Spider webs help scientists unravel secrets of the wild

Researchers found that tiny scraps of DNA from surrounding animals can get caught in spider webs. (HANDOUT/CURTIN UNIVERSITY)

Spider webs are firming as the next big thing for scientists who have the tricky task of keeping tabs on what's living where in the wild.

A new Curtin University study has shown webs are excellent natural traps of environmental DNA - the tiny scraps of genetical material living things shed as they go about their business.

By analysing what the sticky strands catch - like floating bits of skin, hair, dust, even insects - scientists can work out what animals are present in the general vicinity.

That's extremely valuable information when it comes to understanding where threatened species are living, for example, or where harmful invaders like foxes or cane toads might be moving in.

“With only trace amounts of DNA needed to identify animals, this cheap and non-invasive method could be a game-changer in how we explore and protect our terrestrial biodiversity," says the study's lead author, PhD candidate Joshua Newton.

The idea for the study came when Mr Newton's research supervisor, Professor Morten Allentoft, during a walk at Bibra Lake, in suburban Perth.

"He saw a giant golden orb spider. They have these big webs, sometimes up to a metre wide. They're huge," Mr Newton says.

"There's already been a bit of work to show DNA is floating around in the air. And he had a thought that maybe these giant, sticky webs might work perfectly to passively capture it.

"On top of that we know we can also get DNA from flies because they land on both dead and alive animals and their scat, and from the blood meals of mosquitoes."

Record set =
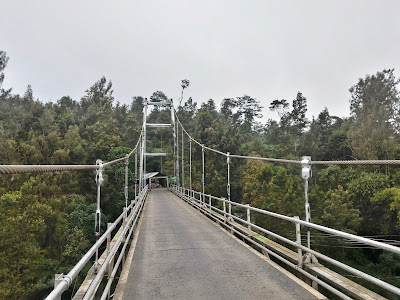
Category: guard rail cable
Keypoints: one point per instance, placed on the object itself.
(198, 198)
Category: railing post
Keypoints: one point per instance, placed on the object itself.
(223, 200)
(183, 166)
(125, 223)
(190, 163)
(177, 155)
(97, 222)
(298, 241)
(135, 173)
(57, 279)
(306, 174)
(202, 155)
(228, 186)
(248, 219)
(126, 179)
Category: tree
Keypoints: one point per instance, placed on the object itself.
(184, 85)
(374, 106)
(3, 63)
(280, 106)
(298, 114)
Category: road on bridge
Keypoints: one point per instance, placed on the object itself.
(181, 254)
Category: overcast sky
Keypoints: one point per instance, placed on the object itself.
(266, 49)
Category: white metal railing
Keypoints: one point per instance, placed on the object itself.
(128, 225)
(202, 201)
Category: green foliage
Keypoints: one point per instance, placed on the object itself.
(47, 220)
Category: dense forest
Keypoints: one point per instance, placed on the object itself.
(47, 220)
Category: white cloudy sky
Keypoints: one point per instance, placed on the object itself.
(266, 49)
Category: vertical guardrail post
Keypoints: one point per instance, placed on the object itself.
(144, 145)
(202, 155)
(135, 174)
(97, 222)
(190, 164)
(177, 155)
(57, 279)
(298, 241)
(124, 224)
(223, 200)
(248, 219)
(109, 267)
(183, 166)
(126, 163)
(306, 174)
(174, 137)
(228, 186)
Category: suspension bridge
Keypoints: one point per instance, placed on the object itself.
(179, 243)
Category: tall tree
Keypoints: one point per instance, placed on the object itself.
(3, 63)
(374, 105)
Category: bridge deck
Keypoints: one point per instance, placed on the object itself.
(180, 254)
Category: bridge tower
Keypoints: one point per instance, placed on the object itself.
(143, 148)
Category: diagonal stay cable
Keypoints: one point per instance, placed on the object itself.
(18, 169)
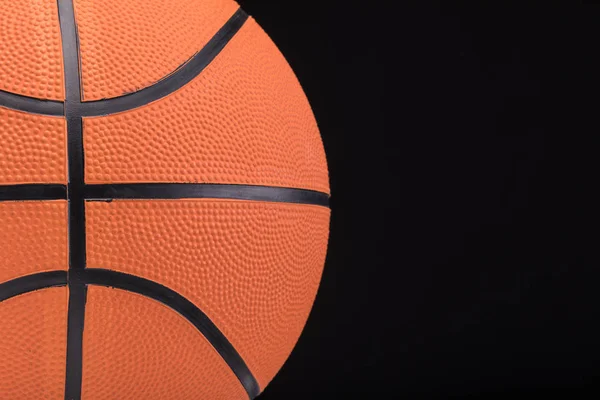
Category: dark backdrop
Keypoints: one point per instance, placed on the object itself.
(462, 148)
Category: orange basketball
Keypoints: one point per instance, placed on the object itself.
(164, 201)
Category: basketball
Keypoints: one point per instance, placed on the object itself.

Tasks and exercises =
1 – According to the article on spider webs and DNA, what things do the sticky strands catch? List each one.
2 – Keep writing the article about spider webs and DNA, picking up right after its final sentence.
The data come from a different source than the article.

Outputs in order =
1 –
- floating bits of skin
- hair
- dust
- insects

2 –
So the webs capture DNA in two ways - directly as it floats around in the air attached to dust and the like, and indirectly from whatever trapped insects are carrying.

Mr Newton believes the potential applications are vast.

"You can get this environmental DNA quite easily from hard-to-get-to places, where it's hard to go in and do traditional surveys. You don't have to trap animals, you don't have to see or hear them."

Prof Allentoft says initial results from work in Perth’s hills were promising, with a bunch of local wildlife detections.

"But the true potential of this method unfolded when we repeated the spider web sampling in Perth Zoo and suddenly got giraffe and rhinoceros DNA in the webs,” he says.

Other work, centred on the Karakamia wildlife sanctuary north east of Perth, had demonstrated the method's value as an ecological monitoring tool.

The refuge is protected by a feral-proof fence designed to keep out cats and foxes.

But samples from webs inside the refuge showed foxes were clearly lurking around the perimeter, ever hopeful of finding a way in.

The peer reviewed study has been published in the journal iScience.